- [Required action]: From the Chicago schools article, extract the stretch from "Byrd-Bennett was introduced" through "Stewart Elementary School.", word for word.

- [Exercise text]:
______

Byrd-Bennett touted the district's highest five-year high school graduation rate since at least 1999 — 63 percent of seniors. (In its most recent tally, the federal government said in January the national average was 78 percent in 2010, though big cities tend to score lower.)

But even as she was releasing the graduation rates, Byrd-Bennett acknowledged that the school closure process took a toll on the city.

Byrd-Bennett's speech came six days after the city's Board of Education voted to shutter 50 schools and a school year that began with a seven-day teachers strike.

Byrd-Bennett was introduced to the crowd of community and business leaders at Maggiano's, 516 N. Clark St., by Mayor Rahm Emanuel, who touted the graduation rates at the city's high schools and community colleges as well as plans to have all-day kindergarten citywide beginning next school year.

The mayor mentioned a visit he and Byrd-Bennett took the day after the closings vote to Brenneman Elementary School in Uptown, which will welcome students from Stewart Elementary School.

"How excited the kids were to see the CEO of our school system," Emanuel said. "The type of energy, the type of connection the type of intimacy between our students and our CEO speaks volumes of her leadership and volumes to her commitment to our children."

Byrd-Bennett highlighted the district's Safe Passage plan, which will enlist the help of several city departments and community organizations to protect children on their way to school. Promised Byrd-Bennett: "We will never deliberately put our children's safety at risk."

The next school year, Byrd-Bennett said, is "a time for us to recommit to collaboration and cooperation."

"We're all Chicagoans, and the education of our children is shared resposibility," Byrd-Bennett said.

After the event, Byrd-Bennett told reporters that the district is working with the families of the 27,000 students whose schools are closings to make sure they are all registered for school next year, either at their assigned welcoming school or at another option.

______

- [Information provided]:
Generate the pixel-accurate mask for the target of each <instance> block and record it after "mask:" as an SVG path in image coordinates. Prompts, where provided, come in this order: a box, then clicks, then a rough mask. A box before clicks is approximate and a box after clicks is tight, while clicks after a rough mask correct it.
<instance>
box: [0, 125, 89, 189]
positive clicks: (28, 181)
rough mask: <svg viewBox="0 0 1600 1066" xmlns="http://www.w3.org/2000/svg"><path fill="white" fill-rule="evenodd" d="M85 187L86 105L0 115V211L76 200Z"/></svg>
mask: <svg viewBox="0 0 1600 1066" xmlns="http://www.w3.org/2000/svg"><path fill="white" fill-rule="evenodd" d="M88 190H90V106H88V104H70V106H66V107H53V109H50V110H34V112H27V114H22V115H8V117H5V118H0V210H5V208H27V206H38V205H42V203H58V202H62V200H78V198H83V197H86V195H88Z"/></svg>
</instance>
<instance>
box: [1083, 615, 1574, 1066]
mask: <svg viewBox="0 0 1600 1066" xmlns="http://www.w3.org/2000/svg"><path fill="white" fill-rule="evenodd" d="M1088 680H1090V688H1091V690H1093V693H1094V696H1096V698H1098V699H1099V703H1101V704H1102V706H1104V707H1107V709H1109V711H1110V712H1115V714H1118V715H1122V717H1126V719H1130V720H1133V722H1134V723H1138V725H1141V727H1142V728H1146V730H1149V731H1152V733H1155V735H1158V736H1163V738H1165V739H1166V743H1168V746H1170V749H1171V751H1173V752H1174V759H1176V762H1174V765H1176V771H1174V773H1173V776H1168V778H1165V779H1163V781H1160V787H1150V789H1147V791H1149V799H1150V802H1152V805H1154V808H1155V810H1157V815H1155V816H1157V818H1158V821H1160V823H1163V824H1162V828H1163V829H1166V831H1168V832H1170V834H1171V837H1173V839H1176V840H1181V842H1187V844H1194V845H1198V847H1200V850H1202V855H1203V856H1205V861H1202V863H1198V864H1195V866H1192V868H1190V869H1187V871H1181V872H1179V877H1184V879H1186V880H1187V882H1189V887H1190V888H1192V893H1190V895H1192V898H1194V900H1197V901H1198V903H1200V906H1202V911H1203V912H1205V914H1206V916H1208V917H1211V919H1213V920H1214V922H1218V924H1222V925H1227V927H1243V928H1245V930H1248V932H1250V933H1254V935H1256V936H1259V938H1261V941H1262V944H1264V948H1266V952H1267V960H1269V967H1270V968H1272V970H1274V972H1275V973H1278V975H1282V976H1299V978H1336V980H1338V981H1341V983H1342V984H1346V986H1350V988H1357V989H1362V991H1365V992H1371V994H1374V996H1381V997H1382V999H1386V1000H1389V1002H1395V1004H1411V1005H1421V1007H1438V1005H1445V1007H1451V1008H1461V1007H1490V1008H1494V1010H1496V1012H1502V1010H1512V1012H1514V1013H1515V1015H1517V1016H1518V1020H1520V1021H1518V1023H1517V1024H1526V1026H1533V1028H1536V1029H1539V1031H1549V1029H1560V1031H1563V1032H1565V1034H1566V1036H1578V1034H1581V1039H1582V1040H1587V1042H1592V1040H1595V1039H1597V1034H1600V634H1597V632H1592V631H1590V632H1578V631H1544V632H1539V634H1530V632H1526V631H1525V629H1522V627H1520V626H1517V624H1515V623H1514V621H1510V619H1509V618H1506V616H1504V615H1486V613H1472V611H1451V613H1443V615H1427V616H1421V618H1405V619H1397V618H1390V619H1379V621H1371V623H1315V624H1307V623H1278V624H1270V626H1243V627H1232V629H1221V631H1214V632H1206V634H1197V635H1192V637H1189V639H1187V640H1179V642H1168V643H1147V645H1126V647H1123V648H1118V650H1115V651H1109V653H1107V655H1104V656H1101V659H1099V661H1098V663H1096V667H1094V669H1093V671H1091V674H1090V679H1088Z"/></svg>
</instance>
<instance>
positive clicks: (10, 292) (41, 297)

______

- [Exercise response]:
Byrd-Bennett was introduced to the crowd of community and business leaders at Maggiano's, 516 N. Clark St., by Mayor Rahm Emanuel, who touted the graduation rates at the city's high schools and community colleges as well as plans to have all-day kindergarten citywide beginning next school year.

The mayor mentioned a visit he and Byrd-Bennett took the day after the closings vote to Brenneman Elementary School in Uptown, which will welcome students from Stewart Elementary School.